* [EXTRACTED INFORMATION]

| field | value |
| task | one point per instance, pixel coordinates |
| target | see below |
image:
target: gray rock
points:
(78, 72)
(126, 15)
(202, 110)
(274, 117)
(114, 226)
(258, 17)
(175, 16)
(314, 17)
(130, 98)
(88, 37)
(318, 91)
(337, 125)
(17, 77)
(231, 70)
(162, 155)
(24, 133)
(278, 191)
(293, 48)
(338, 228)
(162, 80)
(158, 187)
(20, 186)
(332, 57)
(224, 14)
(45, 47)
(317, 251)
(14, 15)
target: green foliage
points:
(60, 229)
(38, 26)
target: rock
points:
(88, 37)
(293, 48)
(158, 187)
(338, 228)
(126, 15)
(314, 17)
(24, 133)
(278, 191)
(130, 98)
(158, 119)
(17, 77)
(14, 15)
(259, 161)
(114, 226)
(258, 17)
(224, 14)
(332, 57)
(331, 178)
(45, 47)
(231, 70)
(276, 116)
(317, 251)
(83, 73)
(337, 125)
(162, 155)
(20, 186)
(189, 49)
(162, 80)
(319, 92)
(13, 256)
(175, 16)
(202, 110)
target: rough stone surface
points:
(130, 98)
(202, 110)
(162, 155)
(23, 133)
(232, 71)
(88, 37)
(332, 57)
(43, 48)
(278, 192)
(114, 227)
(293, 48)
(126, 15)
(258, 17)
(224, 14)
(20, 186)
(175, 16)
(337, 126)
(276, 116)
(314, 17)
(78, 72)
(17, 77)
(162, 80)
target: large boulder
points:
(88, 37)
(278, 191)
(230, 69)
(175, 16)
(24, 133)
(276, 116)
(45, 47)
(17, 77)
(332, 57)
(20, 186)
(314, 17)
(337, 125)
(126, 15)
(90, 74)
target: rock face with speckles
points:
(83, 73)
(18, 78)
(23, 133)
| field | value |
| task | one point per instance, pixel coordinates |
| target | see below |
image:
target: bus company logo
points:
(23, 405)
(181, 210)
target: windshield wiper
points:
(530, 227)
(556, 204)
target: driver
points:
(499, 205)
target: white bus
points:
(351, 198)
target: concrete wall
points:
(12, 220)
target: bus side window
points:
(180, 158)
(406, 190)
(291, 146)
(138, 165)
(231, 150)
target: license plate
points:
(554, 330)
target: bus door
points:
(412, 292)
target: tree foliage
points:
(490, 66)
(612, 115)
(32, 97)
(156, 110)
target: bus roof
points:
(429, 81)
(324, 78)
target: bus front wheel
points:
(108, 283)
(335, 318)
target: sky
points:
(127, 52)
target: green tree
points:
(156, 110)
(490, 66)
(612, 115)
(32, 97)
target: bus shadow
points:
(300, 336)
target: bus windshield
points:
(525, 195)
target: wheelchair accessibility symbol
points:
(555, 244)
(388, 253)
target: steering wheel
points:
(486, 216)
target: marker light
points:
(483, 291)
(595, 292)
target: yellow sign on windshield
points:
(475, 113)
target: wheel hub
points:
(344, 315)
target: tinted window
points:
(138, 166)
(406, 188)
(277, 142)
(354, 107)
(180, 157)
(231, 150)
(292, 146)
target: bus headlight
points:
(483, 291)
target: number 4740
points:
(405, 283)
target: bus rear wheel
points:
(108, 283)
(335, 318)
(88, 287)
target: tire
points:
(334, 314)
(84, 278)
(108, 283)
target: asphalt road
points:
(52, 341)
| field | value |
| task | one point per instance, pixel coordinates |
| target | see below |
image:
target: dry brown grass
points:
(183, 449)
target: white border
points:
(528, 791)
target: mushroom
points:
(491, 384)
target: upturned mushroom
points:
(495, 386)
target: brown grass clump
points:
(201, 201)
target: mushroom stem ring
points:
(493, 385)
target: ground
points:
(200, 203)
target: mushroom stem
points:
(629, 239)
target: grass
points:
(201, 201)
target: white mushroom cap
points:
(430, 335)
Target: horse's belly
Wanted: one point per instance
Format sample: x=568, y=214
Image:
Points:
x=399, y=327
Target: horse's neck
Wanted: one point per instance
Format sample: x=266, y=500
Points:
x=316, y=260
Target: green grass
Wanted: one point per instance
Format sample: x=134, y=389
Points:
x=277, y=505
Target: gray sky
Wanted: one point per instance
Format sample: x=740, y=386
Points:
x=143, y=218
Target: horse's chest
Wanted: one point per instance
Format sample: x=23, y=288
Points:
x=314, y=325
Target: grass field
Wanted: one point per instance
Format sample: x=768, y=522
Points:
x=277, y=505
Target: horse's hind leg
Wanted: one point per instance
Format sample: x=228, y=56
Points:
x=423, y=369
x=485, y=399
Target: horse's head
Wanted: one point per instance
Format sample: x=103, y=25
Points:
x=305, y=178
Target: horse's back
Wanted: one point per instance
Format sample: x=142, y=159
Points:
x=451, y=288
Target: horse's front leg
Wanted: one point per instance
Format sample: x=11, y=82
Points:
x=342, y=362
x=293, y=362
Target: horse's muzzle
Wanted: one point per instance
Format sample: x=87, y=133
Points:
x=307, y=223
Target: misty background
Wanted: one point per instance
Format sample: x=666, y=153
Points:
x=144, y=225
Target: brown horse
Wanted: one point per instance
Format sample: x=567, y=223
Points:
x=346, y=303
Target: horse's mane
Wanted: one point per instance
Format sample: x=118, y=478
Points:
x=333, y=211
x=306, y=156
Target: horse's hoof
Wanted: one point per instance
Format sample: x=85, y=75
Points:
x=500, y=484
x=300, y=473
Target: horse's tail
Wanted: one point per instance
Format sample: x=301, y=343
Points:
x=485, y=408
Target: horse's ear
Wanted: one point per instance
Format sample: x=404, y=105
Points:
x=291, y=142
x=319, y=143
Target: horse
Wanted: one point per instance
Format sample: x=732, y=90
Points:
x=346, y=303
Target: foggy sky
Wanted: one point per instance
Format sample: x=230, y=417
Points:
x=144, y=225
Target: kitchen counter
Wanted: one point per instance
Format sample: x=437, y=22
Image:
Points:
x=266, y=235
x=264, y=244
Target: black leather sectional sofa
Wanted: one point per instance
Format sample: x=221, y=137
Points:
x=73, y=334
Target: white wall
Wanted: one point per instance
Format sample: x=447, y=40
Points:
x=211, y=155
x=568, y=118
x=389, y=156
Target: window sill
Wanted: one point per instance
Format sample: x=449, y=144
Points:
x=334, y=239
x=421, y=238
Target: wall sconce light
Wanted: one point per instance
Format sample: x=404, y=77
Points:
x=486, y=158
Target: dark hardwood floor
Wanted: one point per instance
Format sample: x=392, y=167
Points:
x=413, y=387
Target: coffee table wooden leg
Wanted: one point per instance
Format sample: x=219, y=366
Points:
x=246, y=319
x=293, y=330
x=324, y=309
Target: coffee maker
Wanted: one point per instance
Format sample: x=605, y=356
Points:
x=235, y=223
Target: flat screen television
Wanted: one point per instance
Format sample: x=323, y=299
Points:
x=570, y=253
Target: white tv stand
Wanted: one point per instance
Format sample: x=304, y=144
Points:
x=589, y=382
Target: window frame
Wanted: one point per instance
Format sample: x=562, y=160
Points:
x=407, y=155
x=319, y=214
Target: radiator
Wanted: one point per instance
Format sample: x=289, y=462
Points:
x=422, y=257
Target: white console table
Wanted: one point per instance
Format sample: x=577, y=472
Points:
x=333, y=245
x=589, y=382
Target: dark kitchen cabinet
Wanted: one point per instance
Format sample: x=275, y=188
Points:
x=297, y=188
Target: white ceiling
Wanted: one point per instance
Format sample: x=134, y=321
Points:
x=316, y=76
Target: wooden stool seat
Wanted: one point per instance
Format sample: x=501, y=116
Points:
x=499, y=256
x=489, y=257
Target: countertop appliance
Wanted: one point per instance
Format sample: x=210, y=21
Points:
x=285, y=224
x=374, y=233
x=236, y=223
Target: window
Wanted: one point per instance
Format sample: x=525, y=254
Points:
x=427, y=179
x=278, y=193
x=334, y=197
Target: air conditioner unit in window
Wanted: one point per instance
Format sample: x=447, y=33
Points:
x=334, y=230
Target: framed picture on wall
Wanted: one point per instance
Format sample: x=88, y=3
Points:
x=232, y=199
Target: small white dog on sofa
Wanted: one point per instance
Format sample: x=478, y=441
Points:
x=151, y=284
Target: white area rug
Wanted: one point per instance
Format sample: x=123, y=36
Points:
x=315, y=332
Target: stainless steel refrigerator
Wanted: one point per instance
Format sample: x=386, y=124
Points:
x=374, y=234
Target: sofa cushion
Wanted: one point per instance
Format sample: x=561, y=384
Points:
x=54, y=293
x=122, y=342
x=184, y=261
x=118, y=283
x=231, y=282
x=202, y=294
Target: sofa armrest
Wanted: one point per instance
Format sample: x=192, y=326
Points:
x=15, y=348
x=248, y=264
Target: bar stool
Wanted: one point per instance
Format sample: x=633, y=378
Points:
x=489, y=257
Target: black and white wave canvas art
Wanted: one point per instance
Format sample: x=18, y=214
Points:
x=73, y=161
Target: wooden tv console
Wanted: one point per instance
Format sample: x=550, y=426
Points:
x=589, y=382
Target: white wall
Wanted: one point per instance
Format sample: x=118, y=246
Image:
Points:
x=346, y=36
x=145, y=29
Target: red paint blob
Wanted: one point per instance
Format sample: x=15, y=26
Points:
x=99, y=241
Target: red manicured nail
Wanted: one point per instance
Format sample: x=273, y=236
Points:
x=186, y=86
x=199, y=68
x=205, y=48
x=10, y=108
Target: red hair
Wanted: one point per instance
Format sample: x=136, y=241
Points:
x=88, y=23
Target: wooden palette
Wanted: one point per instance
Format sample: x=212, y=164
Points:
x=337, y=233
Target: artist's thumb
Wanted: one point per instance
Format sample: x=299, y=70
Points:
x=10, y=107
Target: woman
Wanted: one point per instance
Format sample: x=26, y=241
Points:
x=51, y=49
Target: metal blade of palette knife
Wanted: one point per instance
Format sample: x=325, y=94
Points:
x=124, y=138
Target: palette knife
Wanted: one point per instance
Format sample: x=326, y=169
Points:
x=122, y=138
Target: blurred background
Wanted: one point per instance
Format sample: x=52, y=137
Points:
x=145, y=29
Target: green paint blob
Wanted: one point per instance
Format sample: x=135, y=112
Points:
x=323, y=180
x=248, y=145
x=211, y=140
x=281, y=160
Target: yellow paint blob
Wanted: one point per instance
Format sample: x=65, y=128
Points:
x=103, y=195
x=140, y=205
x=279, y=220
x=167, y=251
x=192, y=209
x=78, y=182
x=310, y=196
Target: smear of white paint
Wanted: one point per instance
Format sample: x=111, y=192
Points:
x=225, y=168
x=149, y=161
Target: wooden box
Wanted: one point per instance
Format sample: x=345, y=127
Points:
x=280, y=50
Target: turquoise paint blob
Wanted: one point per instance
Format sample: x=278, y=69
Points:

* [WHAT YOU SHOULD DO] Please state how many lines in the entries include the string "dark", giving no more than the number.

* [RESPONSE AREA] 2